* **PROBLEM**:
The lines to extract begin at the line that contains "Can you find the white shirt" and run through the last line of the listing; reproduce them exactly, minus any pictures.

— start RECORDS SHOWN —

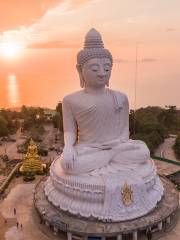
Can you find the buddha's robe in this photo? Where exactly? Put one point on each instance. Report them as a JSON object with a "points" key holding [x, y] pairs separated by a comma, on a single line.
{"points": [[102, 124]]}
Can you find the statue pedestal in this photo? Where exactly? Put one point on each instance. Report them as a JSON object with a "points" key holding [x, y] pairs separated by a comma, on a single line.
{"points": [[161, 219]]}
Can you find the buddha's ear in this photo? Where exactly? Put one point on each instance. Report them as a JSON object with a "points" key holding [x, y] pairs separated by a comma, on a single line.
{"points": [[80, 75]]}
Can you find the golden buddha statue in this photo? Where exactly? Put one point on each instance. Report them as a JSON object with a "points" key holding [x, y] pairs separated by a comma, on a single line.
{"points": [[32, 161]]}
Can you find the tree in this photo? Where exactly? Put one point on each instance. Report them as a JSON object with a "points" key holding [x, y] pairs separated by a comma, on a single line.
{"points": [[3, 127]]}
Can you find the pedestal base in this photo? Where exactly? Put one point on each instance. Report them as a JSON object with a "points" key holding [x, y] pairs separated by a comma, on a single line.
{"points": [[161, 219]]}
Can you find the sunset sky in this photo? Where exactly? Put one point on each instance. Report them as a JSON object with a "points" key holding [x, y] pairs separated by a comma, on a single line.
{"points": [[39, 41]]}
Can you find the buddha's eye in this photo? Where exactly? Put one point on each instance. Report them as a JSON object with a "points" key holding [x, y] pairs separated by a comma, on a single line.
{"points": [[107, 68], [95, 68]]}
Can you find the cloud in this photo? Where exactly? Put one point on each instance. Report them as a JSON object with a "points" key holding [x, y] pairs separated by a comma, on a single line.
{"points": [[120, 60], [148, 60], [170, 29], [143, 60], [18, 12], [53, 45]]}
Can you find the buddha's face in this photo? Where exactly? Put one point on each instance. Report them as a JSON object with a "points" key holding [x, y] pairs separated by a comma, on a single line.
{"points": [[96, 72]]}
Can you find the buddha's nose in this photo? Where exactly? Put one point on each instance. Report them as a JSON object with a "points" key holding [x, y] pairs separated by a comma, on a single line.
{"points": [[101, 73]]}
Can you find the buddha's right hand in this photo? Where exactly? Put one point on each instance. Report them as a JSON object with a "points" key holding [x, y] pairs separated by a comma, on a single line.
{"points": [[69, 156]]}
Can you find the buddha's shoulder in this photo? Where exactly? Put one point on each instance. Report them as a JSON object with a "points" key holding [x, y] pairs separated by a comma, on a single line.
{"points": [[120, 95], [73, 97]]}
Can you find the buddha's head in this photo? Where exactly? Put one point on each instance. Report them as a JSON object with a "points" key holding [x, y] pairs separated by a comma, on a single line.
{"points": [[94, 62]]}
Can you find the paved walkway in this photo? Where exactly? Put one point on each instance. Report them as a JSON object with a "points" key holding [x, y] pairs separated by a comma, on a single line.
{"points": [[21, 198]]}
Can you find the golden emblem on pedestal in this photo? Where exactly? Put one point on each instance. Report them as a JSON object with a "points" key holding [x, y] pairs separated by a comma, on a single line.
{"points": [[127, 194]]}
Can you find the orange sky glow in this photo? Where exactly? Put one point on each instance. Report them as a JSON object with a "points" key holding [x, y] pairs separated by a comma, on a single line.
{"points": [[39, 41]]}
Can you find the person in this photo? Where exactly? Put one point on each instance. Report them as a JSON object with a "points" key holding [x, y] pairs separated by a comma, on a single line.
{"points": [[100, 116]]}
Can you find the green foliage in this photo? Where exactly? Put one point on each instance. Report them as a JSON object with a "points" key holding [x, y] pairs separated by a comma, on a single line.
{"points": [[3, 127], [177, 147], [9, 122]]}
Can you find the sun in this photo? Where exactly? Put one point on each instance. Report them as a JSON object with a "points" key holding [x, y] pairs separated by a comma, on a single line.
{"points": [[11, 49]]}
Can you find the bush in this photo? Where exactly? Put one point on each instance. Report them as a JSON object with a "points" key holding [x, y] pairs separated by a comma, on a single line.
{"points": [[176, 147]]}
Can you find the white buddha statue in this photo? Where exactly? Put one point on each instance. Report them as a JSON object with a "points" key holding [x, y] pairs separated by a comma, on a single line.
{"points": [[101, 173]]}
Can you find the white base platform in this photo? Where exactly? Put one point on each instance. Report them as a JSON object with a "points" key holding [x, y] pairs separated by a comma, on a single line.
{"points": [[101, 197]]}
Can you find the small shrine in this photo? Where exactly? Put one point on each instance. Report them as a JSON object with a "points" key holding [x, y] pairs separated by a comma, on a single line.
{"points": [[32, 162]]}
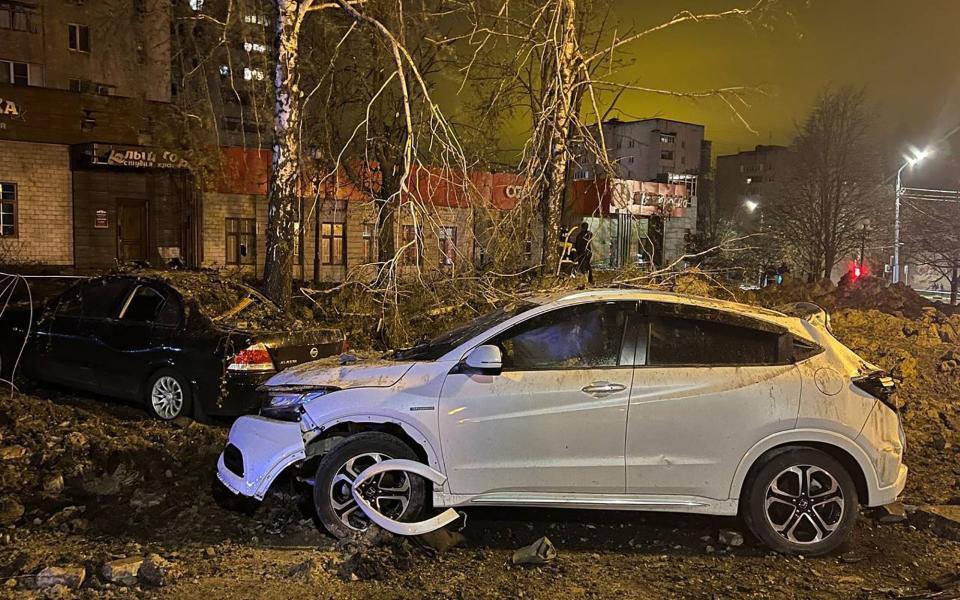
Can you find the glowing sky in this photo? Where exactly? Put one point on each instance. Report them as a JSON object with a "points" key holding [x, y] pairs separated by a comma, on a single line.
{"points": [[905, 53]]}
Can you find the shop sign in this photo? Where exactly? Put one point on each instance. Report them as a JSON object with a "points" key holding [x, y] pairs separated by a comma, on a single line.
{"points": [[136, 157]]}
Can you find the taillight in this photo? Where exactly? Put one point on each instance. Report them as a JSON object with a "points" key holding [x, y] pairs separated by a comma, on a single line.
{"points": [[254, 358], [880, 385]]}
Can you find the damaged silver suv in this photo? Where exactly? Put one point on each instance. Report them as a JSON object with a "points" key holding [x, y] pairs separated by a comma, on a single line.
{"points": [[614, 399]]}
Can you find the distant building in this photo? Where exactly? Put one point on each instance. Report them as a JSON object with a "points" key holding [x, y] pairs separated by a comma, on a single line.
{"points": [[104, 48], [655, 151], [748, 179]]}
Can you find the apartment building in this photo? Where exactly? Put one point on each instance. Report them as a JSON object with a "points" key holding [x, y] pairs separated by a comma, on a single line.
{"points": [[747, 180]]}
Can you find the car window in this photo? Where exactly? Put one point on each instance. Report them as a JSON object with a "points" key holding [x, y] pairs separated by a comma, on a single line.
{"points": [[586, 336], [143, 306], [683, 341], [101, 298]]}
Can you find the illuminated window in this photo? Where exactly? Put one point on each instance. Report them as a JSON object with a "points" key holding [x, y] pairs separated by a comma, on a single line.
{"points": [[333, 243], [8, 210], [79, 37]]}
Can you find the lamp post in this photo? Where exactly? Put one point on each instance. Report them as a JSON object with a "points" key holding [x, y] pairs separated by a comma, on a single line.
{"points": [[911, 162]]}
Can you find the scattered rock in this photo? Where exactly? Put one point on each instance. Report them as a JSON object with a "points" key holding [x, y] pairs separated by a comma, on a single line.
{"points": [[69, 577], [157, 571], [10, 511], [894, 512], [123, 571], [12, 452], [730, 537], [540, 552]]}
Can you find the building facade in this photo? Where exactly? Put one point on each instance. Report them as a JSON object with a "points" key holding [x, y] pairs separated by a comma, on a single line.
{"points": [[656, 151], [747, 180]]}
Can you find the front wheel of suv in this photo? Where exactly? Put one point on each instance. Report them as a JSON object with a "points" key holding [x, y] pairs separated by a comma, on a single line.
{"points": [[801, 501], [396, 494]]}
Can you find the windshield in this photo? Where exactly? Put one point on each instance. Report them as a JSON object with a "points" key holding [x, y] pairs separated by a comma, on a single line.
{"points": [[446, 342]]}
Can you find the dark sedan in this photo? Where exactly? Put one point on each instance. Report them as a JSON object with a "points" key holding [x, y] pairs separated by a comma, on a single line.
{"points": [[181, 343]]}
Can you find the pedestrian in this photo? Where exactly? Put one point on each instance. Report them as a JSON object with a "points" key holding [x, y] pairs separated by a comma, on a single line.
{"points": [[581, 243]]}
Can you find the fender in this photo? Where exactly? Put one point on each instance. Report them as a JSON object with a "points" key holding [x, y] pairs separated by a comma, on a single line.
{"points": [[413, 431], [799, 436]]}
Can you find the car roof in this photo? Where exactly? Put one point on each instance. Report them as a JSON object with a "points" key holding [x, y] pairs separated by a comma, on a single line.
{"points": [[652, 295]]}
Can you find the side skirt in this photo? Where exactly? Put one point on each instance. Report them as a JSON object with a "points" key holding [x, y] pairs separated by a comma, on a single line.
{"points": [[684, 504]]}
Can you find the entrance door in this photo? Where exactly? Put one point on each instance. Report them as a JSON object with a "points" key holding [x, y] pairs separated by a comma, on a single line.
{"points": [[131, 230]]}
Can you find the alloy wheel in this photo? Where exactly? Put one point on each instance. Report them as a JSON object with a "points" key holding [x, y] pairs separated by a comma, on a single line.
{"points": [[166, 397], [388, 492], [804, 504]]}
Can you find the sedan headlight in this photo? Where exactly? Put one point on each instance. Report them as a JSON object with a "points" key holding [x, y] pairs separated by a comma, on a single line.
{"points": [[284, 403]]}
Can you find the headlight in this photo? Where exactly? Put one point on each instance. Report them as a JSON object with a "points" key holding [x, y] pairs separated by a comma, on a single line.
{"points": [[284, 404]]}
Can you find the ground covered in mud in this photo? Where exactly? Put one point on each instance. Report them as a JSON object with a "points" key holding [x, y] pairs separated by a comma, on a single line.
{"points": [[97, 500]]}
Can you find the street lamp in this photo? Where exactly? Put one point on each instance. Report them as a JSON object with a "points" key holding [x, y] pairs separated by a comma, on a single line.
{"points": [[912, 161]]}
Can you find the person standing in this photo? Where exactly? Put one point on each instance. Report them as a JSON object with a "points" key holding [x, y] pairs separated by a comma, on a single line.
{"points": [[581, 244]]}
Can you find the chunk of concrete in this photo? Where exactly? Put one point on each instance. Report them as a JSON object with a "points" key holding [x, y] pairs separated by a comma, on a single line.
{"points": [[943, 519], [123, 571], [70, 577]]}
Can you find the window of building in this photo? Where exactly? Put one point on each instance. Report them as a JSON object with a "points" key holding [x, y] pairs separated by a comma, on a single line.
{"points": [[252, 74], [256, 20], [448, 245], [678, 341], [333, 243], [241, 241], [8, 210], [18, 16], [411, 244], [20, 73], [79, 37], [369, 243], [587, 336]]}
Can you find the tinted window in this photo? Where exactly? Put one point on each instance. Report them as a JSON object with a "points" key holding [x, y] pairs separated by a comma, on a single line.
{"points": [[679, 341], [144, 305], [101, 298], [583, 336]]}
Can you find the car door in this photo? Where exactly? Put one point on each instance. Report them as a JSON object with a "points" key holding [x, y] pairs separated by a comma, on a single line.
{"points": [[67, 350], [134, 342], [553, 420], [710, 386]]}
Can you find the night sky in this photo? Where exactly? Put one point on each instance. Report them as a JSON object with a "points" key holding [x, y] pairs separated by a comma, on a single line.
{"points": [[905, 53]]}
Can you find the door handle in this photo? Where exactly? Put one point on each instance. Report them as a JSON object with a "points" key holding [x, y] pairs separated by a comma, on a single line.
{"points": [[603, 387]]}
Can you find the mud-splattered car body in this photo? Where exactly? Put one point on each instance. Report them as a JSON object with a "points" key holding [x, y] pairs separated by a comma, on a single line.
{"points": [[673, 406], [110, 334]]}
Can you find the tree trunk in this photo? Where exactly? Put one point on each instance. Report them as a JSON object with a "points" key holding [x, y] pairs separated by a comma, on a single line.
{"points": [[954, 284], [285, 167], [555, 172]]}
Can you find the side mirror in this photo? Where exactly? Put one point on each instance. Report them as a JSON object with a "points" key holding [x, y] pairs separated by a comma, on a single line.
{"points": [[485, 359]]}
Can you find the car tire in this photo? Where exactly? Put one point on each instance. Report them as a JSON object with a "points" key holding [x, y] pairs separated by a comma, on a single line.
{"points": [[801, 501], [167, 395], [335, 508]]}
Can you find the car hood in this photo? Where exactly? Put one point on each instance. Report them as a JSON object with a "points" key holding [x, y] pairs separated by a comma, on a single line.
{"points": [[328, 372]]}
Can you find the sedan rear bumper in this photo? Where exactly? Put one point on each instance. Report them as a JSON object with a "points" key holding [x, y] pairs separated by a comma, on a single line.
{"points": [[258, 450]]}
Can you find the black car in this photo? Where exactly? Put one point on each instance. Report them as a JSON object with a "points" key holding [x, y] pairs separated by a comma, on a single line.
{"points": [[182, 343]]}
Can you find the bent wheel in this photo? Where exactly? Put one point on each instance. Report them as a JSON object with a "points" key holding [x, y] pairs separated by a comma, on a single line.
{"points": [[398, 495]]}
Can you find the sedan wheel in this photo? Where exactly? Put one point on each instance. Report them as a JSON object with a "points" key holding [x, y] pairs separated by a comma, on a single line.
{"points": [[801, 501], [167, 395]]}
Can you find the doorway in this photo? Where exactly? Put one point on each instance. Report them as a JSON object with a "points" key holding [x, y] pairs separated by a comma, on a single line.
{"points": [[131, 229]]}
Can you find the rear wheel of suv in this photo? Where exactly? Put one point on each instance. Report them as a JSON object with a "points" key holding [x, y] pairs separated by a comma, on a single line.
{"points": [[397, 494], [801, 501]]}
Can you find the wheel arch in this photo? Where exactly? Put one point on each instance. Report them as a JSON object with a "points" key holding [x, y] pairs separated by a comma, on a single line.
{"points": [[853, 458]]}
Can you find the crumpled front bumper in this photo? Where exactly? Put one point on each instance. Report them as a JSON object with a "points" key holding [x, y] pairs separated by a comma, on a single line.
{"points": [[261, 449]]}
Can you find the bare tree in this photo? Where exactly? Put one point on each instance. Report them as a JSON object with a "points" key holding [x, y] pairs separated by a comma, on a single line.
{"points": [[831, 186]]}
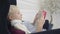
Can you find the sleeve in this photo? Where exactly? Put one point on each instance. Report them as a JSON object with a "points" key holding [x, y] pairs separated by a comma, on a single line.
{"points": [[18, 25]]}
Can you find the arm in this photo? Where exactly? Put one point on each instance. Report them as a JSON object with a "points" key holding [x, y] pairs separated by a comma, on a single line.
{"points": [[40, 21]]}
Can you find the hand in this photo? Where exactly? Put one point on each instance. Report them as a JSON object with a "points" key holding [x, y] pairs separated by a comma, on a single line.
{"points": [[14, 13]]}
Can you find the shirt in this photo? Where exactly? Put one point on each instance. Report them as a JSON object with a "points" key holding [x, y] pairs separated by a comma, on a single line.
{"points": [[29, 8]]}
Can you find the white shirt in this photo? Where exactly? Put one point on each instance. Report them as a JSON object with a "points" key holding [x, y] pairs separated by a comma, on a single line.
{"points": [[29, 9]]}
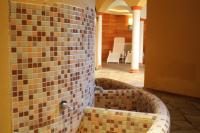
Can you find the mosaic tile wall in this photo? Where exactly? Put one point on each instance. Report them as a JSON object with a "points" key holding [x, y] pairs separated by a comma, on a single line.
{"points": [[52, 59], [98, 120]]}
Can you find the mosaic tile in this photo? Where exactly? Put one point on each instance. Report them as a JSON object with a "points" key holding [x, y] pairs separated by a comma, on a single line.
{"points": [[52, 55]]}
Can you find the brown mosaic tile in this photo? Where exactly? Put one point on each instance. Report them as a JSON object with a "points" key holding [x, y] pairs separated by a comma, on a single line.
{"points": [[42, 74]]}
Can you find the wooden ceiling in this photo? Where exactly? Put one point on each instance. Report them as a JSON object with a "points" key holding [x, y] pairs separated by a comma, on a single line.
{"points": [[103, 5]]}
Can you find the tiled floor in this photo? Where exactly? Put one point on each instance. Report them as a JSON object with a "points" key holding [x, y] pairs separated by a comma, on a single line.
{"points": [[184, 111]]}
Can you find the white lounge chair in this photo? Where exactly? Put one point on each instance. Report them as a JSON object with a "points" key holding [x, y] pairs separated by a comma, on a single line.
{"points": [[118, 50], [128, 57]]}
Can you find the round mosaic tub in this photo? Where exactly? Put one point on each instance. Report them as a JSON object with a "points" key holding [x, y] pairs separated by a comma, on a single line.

— end RECORDS SHOWN —

* **COMPLETED TASK**:
Can you find the white shirt in this photo? Where exactly? Put one point on each instance. Report them as a JSON object with a "points" key holding [x, y] pairs separated by a comma, on a single line.
{"points": [[29, 9]]}
Can you find the mosaic tile wall in this photo? Where exactly? Put one point on each instance. Report them as a JSON object with a "points" key holding [x, y] pairs separated by a comma, on a single line.
{"points": [[52, 59], [98, 120]]}
Can you find the mosaic tile in this photo? Where exactly? Put one point on each instance. Report them as a JSON object with a "points" key holding [x, y] pairs separated by a comma, on a single line.
{"points": [[52, 55]]}
Can you find the brown mosaic tile in this photo? Where exactly? Put one point on each instance. Report them as a JSON object with a "points" key holding [x, y] pairs separated by a comma, on a single line.
{"points": [[42, 74]]}
Can you find the wooden ceiling in this photo? Where exactly? Put one point on each instance. Report them as a JSON object with a "points" key holding [x, y] pairs separated by a comma, on a single line.
{"points": [[103, 5]]}
Can you find the tiled floor in this photo? Where exactly? Put one point on each instance. Report them as a JSON object with a "points" key holding [x, y] pairs separated by a comma, on a single line.
{"points": [[184, 111]]}
Can you find the white lounge chair in this photo? Where exactly? Put one point on each instance. Report them as a JSON object with a "points" key holding [x, y] pairs separated by a comma, on a single line.
{"points": [[118, 50], [128, 57]]}
Can you find the round mosaic tub in this photo? Where exactly? Put one point on each instance. Report them as a JSON object with a "points" key holding [x, y] pairs separated by a comma, on a single line.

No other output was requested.